• EXERCISE DESCRIPTION
Output each of the items below line for line, with every character unchanged.

• Position annotation items

## START

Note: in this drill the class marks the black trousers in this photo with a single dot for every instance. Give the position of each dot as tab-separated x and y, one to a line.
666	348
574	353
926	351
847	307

## END

• RESPONSE
Note: in this drill the class marks the black trousers in this photo with a single dot for every instance. Give the position of each dot as tab-separated x and y, one to a line.
666	348
574	353
926	351
847	307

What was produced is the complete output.